Fig. 6.26 The projection of a vector onto the column space of \bf{A}, which spans a plane in \mathbb{R}^3

Two vectors, \bm{a}_1 and \bm{a}_2 define a plane. To find the equation for a plane, we first determine a vector, \bm{n}, which is orthogonal to both vectors. The cross product provides this. The vector \bm{n} is defined as \bm{n} = [a\: b\: c]^T. Then given one point on the plane (x_0, y_0, z_0), we can calculate the equation for the plane.

a(x - x_0) + b(y - y_0) + c(z - z_0) + d = 0

In this case, we know that the point (0, 0, 0) is on the plane, so the plane equation is simplified.

The points of the plane are determined by first defining a region for x and y and then using the plane equation to calculate the corresponding points for z. A simple helper function called vector3 was used to plot the vectors. A plot of the projection is shown in figure Fig. 6.26.
···
LIST OF TASKS =
a: Answer these questions from the plane-equation passage:
(i) What operation gives a vector orthogonal to both a_1 and a_2?
(ii) Which point is known to lie on the plane?
(iii) What is the helper function used to plot the vectors called?
b: Retype part of the plane-equation passage word for word, beginning at the words "In this case, we" and stopping after the words "figure Fig. 6.26.".

DATA PROVIDED =
···
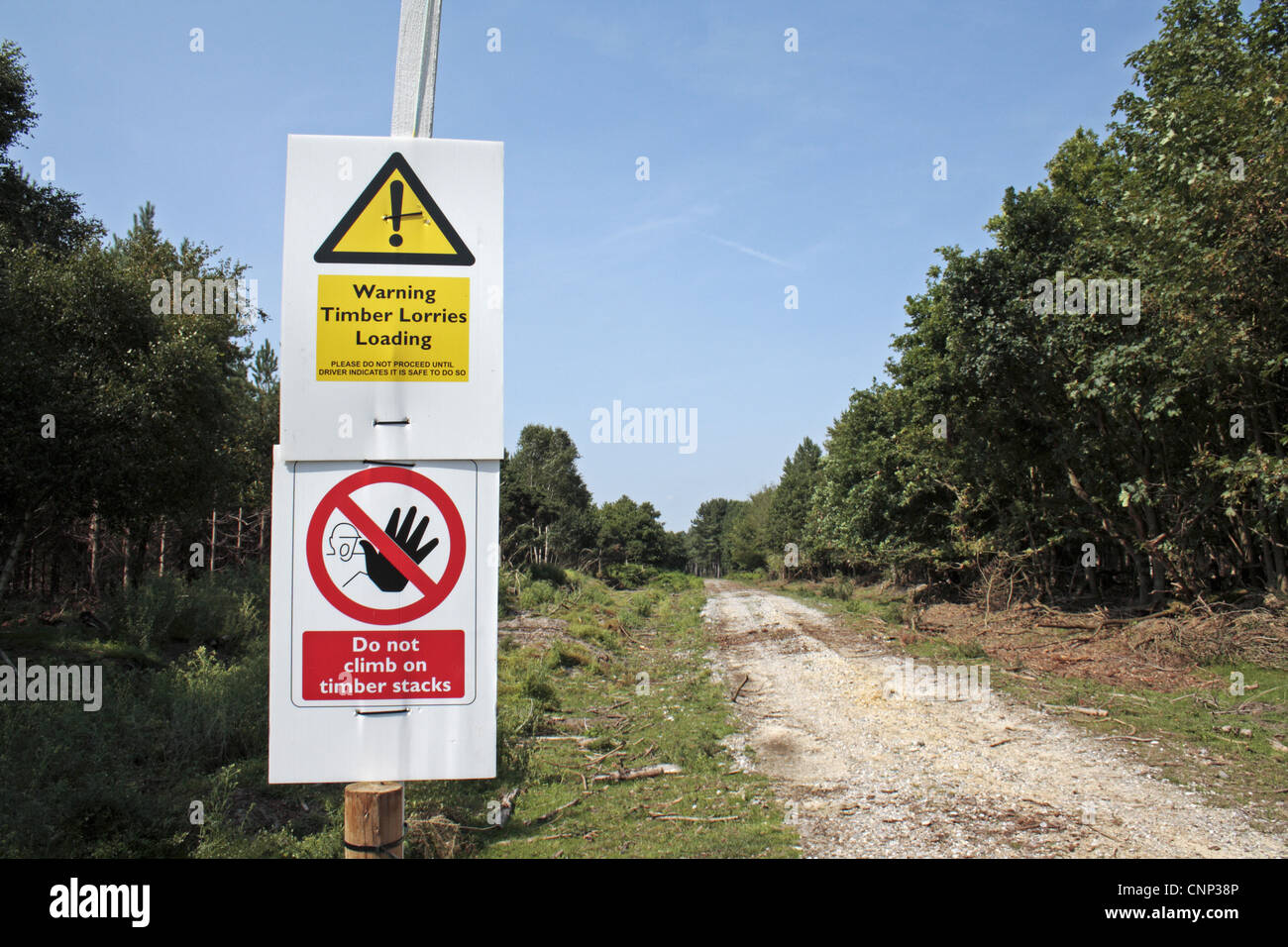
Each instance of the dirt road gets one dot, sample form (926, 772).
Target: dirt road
(870, 764)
···
TASK RESULTS =
a:
(i) The cross product
(ii) (0, 0, 0)
(iii) vector3

b:
In this case, we know that the point (0, 0, 0) is on the plane, so the plane equation is simplified.

The points of the plane are determined by first defining a region for x and y and then using the plane equation to calculate the corresponding points for z. A simple helper function called vector3 was used to plot the vectors. A plot of the projection is shown in figure Fig. 6.26.